Sunday, September 12, 2004
"If you are not bleeding all over the place, you are put on the back burner," Ms. Pacione said, "unless of course you have money or know somebody."
Despite what politicians and academics say, I'm convinced that we have a superior system to Canada's. Very few people are unable to find a doctor here in the States, and our waiting times to see one for an acute problem are much lower - usually one or two days. When people complain about the uninsured, what they're really complaining about is the fact that they have to pay for their healthcare, not that they can't get an appointment with a doctor. The Canadians pay for their healthcare in spades through higher taxes, but they still can't get an appointment.
UPDATE: From a reader:
Let's be clear, Americans are paying in spades--the highest per capita expenditure in the world --whether you are paying in the form of taxes, employee contributions, reduced employer/corporate profits or lower wages we are paying--in some parts of the country the cost of a family plan now substantially exceeds one's gross earnings at the minimum wage. Let's not even discuss the lack of a correlation between our high per capita expenditure and health outcome/status (and on many independent polls we are not more satisfied than other industrialized countries).
And for many of the uninsured it isn't just a complaint that now they have to pay for health care--it is a complaint that it is either unaffordable or unobtainable. Realistically, tell me how a single mom or couple with one child affords health insurance when there is no employer contribution or they are self employed and make $13.00 per hour (not an unrealistic wage for many jobs). Imaging trying to squeeze it out at $6-10.00 per hour or if you only work part time, are an emancipated student, recently unemployed, etc.. Do the math after taxes, housing, food, transportation, and utilities--And remember, not every one lives in Ohio--how about Boston or SF where housing may well be double this.
Gross wages 26,000
Less taxes 4-6000 (state. local, sales, fica, federal, etc)

■ Supplied material
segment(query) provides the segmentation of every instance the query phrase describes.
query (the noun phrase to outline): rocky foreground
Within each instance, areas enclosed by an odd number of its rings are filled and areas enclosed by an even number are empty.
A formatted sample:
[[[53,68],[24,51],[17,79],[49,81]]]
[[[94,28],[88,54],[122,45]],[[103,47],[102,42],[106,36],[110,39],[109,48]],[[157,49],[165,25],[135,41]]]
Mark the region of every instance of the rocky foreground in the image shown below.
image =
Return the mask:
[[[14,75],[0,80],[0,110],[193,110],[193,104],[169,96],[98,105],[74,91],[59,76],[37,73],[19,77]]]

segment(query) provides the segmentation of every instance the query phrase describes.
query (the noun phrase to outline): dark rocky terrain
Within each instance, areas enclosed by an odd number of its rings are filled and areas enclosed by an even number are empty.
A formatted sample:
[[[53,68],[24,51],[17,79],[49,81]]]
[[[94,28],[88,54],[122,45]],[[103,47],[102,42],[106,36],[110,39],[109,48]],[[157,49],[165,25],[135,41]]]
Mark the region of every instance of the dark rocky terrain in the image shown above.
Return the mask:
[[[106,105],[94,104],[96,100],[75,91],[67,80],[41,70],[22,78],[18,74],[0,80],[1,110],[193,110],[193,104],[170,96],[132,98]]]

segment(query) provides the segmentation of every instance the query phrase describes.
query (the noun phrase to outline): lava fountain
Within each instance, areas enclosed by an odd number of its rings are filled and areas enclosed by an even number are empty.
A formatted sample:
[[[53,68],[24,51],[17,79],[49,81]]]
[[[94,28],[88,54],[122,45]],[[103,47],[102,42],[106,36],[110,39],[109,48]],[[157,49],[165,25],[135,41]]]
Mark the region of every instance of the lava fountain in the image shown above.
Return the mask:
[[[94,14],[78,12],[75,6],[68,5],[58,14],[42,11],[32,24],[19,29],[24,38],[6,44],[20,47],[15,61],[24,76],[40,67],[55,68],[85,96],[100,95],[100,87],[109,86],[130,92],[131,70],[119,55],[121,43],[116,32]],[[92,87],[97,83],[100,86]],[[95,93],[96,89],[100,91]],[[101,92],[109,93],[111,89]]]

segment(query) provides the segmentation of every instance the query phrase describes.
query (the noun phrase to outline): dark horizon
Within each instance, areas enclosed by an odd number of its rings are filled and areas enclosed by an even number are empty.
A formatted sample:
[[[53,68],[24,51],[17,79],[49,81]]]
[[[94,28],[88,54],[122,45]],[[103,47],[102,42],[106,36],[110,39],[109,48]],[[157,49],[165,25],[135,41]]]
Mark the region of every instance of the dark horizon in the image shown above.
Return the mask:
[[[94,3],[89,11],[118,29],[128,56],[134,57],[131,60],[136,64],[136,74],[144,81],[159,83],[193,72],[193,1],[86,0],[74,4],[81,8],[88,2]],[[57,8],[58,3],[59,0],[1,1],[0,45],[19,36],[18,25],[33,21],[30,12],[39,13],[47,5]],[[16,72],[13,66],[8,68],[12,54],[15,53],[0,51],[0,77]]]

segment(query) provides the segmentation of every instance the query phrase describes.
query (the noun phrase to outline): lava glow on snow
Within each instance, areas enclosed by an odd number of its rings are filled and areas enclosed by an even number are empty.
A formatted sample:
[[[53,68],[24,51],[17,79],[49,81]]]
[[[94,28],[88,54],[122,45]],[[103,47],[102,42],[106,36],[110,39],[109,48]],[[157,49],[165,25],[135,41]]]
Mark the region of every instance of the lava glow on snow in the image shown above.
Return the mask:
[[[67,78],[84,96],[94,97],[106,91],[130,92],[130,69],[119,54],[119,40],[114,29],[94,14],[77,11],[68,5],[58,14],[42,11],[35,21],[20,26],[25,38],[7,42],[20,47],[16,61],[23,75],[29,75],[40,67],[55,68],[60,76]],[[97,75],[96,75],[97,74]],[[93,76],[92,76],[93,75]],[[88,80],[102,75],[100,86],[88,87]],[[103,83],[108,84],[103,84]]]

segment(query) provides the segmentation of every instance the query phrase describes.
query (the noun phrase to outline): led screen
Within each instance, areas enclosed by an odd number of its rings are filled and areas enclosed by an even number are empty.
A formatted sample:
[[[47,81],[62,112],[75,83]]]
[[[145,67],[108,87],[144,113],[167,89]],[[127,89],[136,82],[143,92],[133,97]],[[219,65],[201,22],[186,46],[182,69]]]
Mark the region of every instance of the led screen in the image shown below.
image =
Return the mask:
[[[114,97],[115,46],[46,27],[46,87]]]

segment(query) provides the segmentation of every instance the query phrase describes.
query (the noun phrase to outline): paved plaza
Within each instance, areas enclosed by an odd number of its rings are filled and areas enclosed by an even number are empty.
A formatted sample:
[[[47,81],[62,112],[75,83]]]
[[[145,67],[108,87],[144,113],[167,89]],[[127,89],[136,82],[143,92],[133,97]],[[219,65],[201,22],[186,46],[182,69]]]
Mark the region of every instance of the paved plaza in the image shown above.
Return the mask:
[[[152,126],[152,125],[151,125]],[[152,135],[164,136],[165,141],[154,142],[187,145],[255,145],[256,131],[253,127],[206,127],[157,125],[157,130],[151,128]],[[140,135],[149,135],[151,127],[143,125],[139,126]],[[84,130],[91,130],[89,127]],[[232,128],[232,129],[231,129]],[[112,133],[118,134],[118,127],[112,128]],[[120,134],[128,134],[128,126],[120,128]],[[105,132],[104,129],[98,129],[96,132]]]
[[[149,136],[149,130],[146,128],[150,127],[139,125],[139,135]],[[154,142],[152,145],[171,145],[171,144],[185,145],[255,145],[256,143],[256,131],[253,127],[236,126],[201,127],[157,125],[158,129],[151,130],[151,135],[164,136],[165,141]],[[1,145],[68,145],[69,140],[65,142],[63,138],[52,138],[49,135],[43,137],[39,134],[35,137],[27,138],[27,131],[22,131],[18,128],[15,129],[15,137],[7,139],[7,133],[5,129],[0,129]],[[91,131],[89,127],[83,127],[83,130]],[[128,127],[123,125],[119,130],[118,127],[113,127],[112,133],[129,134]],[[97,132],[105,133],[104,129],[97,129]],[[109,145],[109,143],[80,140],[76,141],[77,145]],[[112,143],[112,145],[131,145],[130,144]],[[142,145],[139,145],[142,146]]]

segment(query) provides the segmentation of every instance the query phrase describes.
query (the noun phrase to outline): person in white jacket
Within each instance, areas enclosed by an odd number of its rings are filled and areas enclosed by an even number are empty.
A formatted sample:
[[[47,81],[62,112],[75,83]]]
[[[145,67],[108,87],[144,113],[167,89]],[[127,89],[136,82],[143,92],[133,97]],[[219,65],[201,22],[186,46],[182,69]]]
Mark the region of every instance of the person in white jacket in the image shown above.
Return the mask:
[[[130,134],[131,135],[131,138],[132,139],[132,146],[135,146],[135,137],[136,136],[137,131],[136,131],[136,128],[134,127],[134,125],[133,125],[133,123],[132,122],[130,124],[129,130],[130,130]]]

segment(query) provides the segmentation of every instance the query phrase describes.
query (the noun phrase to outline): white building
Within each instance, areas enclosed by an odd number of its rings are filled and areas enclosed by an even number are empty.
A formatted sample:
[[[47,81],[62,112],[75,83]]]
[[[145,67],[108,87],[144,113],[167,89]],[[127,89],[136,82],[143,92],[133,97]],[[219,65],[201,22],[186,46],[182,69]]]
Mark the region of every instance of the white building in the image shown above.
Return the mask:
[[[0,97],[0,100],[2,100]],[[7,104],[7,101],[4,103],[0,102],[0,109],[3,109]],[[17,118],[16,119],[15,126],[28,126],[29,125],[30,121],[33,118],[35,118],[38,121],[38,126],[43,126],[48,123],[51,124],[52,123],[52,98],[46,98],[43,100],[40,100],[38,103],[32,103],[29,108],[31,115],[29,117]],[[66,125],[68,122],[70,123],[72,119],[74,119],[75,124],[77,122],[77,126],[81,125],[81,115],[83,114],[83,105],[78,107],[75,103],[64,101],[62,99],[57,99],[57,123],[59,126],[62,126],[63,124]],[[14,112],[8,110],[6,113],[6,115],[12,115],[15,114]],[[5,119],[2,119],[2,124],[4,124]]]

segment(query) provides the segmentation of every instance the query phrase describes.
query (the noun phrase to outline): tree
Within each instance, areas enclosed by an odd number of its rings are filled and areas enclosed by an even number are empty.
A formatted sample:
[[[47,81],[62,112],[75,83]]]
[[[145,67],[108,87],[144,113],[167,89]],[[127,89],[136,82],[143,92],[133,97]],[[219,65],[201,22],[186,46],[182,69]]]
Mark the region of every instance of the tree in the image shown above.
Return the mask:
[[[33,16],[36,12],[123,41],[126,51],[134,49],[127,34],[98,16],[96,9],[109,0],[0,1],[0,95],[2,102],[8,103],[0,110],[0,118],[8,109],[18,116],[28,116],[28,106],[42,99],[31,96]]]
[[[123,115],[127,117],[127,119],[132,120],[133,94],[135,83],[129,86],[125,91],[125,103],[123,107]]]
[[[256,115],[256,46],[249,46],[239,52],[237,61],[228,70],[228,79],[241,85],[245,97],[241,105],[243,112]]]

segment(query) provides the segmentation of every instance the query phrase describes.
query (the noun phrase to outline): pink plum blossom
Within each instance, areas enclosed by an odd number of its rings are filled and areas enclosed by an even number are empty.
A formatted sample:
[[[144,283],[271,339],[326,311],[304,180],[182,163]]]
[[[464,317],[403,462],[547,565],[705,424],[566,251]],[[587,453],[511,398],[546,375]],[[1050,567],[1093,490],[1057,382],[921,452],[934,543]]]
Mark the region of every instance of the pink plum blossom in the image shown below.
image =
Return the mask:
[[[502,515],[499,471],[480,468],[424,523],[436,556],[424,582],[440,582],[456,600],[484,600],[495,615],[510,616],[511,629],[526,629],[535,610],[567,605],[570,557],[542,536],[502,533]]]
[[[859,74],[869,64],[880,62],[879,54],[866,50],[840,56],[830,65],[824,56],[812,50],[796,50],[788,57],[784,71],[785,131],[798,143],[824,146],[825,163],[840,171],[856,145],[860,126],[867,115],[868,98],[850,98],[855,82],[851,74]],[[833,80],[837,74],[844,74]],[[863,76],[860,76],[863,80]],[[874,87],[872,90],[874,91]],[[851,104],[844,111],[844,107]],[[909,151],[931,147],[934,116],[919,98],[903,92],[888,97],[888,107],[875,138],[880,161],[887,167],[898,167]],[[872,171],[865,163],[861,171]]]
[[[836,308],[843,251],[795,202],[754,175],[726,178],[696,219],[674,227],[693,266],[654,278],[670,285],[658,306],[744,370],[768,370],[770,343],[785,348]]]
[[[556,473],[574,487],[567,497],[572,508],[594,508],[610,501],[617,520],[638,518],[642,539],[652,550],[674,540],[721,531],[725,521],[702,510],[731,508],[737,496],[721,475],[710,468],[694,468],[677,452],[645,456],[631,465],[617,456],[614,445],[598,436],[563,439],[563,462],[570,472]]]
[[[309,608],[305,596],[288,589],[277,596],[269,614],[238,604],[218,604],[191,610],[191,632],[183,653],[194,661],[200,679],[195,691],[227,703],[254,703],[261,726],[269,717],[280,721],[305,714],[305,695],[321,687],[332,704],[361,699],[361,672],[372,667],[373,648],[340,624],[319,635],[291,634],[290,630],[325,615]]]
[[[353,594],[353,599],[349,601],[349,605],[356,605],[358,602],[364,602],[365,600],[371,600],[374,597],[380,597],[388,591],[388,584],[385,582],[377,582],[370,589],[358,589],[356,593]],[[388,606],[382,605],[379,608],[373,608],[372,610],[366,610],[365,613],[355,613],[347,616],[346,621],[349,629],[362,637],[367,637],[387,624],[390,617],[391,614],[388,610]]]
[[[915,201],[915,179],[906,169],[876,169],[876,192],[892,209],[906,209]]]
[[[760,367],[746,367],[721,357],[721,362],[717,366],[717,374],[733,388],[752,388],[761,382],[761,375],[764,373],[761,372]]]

■ What to do
**1.** Using the health care post, say whether each statement agrees with it, and back each yes or no with the deciding words quoted from the post. (a) The author says waiting times in the States to see a doctor for an acute problem are usually one or two days. (b) The reader says Americans have the lowest per capita expenditure in the world. (c) The reader's sample budget lists gross wages of 26,000.
**2.** Write out the part of the health care post starting with "UPDATE: From a" and going on through "other industrialized countries).", switching "per capita expenditure" for "spending per person".
**3.** In the health care post, what hourly pay does the reader give for a single mom or couple with one child?
Rely only on the health care post for your answers.

■ Answer set
**1.**
(a) Yes: "usually one or two days"
(b) No: "the highest per capita expenditure in the world"
(c) Yes: "Gross wages 26,000"

**2.**
UPDATE: From a reader:
Let's be clear, Americans are paying in spades--the highest spending per person in the world --whether you are paying in the form of taxes, employee contributions, reduced employer/corporate profits or lower wages we are paying--in some parts of the country the cost of a family plan now substantially exceeds one's gross earnings at the minimum wage. Let's not even discuss the lack of a correlation between our high spending per person and health outcome/status (and on many independent polls we are not more satisfied than other industrialized countries).

**3.** $13.00 per hour.